Reading passage —
Dr. Virgil P. Sydenstricker, first full time head of the Medicine Department (1920s, 30s, 40s, up to 1957), was also one of the country's first great hematologists.

He did all of the hematology (and what little oncology there was) himself until 1956 when the Eugene Talmadge memorial Hospital (now MCG Hospitals and Clinics) was opened and the Medical College went to all full time faculty. At that time, Dr. Sydenstricker brought in Dr. Claude-Starr Wright to be the first Chief of Hematology. Dr. Wright went to school at the Medical College of South Carolina and then trained at Barnes Hospital (Washington University) in St. Louis and at Ohio State. It was from Ohio State that Claude-Starr was recruited here. Barnes Hospital was the most outstanding hematologic center in the South and Border Area and Dr. Carl Moore, Chairman of Medicine and one of the world's first great hematologists, trained many, if not most, of the academic hematologists in the South. Dr. Wright s recruitment here stated a long running relationship with Barnes.

Exercise set —
1. Answer these questions from the passage on Dr. Sydenstricker:
(a) Whom did Dr. Sydenstricker bring in as the first Chief of Hematology?
(b) What is the Eugene Talmadge memorial Hospital called now?
(c) Who was Chairman of Medicine at Barnes Hospital?
2. In the passage on Dr. Sydenstricker, copy everything from "Dr. Virgil P." down to "first great hematologists.", swapping "Medicine Department" for "Department of Internal Medicine".

Provided data —
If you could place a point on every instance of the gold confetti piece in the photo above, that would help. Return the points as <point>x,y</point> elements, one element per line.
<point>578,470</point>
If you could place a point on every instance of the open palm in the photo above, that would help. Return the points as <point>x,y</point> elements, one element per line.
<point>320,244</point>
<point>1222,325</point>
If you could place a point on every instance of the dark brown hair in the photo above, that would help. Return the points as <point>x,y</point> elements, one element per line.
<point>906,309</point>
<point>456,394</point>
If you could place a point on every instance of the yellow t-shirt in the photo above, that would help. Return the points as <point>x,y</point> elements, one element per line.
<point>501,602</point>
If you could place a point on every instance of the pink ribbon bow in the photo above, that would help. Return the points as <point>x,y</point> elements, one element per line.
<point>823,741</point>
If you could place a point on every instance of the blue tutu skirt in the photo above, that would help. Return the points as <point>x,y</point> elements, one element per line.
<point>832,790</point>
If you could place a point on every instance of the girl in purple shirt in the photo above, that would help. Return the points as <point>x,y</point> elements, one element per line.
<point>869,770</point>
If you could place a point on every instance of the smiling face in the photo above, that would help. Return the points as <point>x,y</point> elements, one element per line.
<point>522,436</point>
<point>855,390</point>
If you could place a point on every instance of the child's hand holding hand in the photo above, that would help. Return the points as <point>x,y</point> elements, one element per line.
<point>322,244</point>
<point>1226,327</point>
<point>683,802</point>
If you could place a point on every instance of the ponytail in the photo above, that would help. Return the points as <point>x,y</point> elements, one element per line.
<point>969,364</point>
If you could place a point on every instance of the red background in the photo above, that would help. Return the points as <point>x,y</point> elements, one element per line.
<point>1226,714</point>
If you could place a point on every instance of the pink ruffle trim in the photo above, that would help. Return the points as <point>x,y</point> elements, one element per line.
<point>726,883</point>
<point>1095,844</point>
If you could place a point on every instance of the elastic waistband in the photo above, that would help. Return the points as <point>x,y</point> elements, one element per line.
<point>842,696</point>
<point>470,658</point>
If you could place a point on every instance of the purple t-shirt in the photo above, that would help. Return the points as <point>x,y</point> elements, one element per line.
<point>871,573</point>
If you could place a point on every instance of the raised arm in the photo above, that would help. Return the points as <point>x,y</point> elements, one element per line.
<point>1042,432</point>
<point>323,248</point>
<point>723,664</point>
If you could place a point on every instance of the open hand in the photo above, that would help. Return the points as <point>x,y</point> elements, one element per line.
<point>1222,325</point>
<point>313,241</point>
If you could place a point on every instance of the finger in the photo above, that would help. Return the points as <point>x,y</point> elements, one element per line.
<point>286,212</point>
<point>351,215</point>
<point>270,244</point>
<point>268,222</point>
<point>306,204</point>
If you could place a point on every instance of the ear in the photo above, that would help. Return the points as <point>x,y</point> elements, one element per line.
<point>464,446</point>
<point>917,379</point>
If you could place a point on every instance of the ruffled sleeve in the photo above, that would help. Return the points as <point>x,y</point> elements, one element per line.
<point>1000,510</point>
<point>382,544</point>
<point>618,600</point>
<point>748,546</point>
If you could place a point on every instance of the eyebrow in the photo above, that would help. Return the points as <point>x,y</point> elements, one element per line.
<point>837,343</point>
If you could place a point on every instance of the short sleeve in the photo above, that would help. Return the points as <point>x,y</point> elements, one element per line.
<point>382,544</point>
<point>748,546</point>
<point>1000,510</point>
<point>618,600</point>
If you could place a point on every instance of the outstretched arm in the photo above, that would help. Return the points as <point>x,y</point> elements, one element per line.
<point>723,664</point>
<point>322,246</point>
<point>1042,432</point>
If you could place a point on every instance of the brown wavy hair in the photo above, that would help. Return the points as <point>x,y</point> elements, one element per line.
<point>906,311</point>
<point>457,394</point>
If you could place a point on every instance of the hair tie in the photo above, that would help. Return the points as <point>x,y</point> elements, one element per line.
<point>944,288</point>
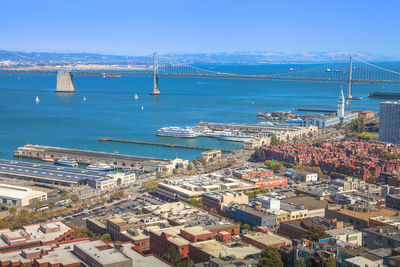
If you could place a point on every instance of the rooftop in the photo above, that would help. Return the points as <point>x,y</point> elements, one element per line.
<point>217,249</point>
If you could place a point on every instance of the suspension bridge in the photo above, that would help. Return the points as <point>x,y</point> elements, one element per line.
<point>354,71</point>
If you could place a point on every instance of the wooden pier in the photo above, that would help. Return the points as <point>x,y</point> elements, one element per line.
<point>109,139</point>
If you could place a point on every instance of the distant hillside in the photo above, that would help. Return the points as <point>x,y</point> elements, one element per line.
<point>218,58</point>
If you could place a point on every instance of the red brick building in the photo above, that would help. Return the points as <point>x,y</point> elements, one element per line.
<point>356,158</point>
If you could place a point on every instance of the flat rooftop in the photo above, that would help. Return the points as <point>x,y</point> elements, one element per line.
<point>217,249</point>
<point>309,203</point>
<point>50,172</point>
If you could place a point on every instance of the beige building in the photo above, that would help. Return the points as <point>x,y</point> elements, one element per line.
<point>217,200</point>
<point>346,235</point>
<point>12,195</point>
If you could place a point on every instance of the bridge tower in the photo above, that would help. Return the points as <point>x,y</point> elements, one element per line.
<point>155,68</point>
<point>65,83</point>
<point>349,95</point>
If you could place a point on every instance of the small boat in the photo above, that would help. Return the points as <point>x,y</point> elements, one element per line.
<point>100,167</point>
<point>66,162</point>
<point>48,159</point>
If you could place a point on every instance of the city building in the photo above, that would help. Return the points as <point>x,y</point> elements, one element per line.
<point>381,237</point>
<point>34,235</point>
<point>315,207</point>
<point>272,181</point>
<point>358,216</point>
<point>211,154</point>
<point>11,195</point>
<point>295,229</point>
<point>252,172</point>
<point>215,201</point>
<point>347,184</point>
<point>63,176</point>
<point>81,252</point>
<point>393,202</point>
<point>354,158</point>
<point>268,202</point>
<point>346,235</point>
<point>389,122</point>
<point>187,188</point>
<point>360,262</point>
<point>366,114</point>
<point>206,250</point>
<point>264,240</point>
<point>383,221</point>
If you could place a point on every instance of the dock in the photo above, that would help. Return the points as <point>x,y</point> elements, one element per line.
<point>316,110</point>
<point>86,157</point>
<point>109,139</point>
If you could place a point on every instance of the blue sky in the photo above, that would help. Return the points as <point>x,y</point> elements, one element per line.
<point>141,27</point>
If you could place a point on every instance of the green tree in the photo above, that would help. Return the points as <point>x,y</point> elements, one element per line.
<point>190,167</point>
<point>12,211</point>
<point>174,257</point>
<point>203,161</point>
<point>330,262</point>
<point>74,198</point>
<point>51,205</point>
<point>315,234</point>
<point>274,141</point>
<point>64,195</point>
<point>301,263</point>
<point>106,237</point>
<point>139,212</point>
<point>270,257</point>
<point>196,202</point>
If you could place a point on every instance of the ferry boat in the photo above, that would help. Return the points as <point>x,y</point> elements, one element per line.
<point>235,136</point>
<point>177,132</point>
<point>66,162</point>
<point>100,167</point>
<point>48,159</point>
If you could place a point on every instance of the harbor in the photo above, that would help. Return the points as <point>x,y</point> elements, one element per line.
<point>87,157</point>
<point>109,139</point>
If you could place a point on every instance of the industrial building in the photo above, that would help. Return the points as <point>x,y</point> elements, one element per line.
<point>11,195</point>
<point>63,176</point>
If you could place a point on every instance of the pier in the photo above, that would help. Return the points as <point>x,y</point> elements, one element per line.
<point>109,139</point>
<point>86,157</point>
<point>316,110</point>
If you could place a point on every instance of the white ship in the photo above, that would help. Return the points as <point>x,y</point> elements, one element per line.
<point>235,136</point>
<point>177,132</point>
<point>100,167</point>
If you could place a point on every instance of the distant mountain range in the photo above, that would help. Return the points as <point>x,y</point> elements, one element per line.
<point>217,58</point>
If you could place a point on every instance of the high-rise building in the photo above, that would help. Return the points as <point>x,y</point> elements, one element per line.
<point>340,111</point>
<point>389,122</point>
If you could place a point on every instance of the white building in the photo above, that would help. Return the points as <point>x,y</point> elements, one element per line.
<point>347,235</point>
<point>113,181</point>
<point>269,202</point>
<point>12,195</point>
<point>311,177</point>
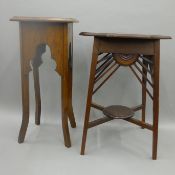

Task-by-task outputs —
1.
(a) Dr. Claude-Starr Wright
(b) MCG Hospitals and Clinics
(c) Dr. Carl Moore

2.
Dr. Virgil P. Sydenstricker, first full time head of the Department of Internal Medicine (1920s, 30s, 40s, up to 1957), was also one of the country's first great hematologists.